● DO THIS
How many lines in the entries below contain the word "jeans"? Reply with the number alone.

----------

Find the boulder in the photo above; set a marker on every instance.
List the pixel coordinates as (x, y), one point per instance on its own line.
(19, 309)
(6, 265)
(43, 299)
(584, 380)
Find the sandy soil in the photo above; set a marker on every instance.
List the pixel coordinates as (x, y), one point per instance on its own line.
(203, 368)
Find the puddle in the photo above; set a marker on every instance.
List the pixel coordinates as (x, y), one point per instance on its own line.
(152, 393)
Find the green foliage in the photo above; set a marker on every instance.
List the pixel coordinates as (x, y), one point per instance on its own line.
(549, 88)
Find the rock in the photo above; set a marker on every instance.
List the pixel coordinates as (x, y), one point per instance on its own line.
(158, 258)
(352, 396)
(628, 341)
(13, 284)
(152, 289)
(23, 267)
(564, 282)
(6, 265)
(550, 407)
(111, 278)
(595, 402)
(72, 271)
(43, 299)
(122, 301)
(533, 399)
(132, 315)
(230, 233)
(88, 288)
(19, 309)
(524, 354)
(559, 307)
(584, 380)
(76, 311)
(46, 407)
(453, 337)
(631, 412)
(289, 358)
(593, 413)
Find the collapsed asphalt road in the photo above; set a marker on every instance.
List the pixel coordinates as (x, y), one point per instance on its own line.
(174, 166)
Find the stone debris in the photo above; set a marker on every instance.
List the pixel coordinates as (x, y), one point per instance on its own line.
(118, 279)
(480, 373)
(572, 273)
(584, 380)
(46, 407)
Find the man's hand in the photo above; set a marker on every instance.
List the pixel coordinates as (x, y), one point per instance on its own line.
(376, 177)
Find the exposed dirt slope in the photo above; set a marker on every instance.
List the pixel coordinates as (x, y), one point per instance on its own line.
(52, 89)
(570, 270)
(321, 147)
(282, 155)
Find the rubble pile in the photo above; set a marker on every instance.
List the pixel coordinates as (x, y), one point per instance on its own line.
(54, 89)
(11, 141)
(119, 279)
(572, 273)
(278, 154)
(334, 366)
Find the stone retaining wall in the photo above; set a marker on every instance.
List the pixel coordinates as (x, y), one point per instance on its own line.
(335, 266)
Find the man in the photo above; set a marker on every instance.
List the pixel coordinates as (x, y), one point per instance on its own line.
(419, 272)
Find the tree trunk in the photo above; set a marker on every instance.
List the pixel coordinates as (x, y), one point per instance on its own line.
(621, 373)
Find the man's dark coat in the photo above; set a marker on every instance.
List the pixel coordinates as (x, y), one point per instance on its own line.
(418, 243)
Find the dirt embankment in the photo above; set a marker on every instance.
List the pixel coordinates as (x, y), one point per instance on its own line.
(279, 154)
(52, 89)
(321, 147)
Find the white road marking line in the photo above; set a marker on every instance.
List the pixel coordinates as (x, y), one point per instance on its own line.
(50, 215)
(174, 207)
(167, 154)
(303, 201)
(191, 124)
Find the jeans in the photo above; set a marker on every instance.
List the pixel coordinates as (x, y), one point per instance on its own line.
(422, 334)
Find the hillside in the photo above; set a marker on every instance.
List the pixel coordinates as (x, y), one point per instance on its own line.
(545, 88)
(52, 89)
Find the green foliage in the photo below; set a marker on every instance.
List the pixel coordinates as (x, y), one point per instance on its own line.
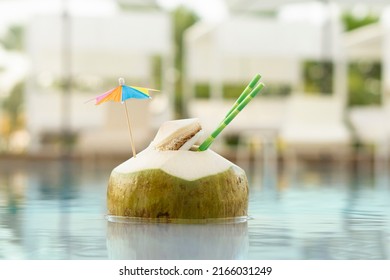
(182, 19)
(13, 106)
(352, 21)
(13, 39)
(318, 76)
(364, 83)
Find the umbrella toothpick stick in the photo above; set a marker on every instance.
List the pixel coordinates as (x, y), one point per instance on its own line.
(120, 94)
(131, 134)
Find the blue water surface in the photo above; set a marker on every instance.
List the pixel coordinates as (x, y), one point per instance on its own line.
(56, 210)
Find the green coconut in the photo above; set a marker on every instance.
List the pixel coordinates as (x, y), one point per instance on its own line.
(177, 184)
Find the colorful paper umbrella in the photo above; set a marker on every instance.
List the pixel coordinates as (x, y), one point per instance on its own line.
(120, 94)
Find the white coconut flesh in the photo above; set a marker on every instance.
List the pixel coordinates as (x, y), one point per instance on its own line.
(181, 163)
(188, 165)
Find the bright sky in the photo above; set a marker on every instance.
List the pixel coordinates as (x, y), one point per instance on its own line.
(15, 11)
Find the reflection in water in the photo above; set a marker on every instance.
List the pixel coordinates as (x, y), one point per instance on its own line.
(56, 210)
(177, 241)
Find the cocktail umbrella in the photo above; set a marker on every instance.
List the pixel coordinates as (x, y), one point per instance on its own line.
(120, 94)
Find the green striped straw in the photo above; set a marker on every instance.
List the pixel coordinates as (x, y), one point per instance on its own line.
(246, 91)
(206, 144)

----------

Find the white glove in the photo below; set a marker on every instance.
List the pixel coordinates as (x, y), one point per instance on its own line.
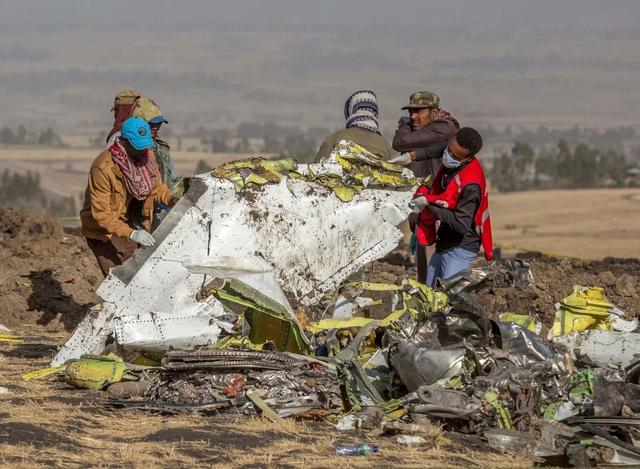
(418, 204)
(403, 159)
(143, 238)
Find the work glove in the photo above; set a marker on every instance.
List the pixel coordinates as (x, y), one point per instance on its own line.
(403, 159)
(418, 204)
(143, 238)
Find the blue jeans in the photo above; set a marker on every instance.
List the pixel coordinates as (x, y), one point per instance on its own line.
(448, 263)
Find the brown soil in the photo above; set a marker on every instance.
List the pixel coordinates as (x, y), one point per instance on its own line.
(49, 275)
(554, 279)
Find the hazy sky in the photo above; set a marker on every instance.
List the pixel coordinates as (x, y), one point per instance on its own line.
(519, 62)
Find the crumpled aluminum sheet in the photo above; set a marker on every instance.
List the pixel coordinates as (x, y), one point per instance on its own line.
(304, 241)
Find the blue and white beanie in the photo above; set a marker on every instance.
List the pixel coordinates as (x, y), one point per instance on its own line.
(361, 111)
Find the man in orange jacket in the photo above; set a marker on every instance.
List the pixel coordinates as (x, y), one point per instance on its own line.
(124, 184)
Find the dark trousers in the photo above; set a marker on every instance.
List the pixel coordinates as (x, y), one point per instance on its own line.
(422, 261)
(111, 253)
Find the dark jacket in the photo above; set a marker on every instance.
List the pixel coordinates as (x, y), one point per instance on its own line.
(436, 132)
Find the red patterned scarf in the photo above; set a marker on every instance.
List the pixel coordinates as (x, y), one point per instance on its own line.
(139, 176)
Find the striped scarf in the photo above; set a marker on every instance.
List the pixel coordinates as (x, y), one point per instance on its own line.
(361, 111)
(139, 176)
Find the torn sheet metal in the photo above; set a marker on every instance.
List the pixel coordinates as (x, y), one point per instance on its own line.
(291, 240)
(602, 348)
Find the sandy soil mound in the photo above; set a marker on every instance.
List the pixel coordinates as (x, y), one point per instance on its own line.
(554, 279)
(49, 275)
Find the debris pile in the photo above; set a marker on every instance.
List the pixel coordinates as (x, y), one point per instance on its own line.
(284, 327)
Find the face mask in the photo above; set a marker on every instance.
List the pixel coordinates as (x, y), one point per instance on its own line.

----------

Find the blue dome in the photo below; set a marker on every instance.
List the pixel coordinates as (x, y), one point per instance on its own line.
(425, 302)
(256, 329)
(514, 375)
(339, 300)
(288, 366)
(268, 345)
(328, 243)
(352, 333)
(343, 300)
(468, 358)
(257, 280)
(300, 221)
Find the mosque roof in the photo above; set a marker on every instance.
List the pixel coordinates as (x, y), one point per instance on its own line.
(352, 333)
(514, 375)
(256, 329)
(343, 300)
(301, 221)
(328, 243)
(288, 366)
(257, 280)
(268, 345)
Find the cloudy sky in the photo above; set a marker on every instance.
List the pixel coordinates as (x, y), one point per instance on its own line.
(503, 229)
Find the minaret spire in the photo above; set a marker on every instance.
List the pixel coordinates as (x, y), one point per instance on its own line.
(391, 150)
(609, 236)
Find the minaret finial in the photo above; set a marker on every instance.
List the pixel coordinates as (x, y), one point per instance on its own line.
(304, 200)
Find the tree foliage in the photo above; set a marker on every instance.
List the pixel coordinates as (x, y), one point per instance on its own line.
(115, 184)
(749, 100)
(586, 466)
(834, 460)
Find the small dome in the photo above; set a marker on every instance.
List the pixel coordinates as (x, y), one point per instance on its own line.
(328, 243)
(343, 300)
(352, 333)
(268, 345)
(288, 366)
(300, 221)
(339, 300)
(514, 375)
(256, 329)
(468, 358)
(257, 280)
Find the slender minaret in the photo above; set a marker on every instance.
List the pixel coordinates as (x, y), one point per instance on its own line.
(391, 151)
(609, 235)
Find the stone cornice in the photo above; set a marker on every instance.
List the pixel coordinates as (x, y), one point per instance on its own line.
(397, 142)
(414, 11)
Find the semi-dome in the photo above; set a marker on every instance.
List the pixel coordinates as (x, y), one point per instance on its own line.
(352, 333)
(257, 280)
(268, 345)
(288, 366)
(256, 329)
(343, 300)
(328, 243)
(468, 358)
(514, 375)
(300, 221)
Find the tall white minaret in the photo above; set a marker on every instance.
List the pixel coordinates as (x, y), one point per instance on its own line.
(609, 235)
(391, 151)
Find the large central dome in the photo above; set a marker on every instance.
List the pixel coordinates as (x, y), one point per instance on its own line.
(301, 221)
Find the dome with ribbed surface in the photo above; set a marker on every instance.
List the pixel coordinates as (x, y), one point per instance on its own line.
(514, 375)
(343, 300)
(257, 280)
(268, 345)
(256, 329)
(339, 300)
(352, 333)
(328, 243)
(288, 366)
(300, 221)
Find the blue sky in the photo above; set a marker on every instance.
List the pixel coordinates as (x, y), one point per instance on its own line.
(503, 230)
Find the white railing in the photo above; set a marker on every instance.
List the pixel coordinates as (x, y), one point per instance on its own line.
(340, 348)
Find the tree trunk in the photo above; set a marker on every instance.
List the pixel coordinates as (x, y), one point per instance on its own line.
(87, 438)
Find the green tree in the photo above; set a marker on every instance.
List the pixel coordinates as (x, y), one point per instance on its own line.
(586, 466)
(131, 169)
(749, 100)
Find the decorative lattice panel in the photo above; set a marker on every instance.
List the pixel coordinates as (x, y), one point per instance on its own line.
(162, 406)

----------

● FINISHED ANSWER
2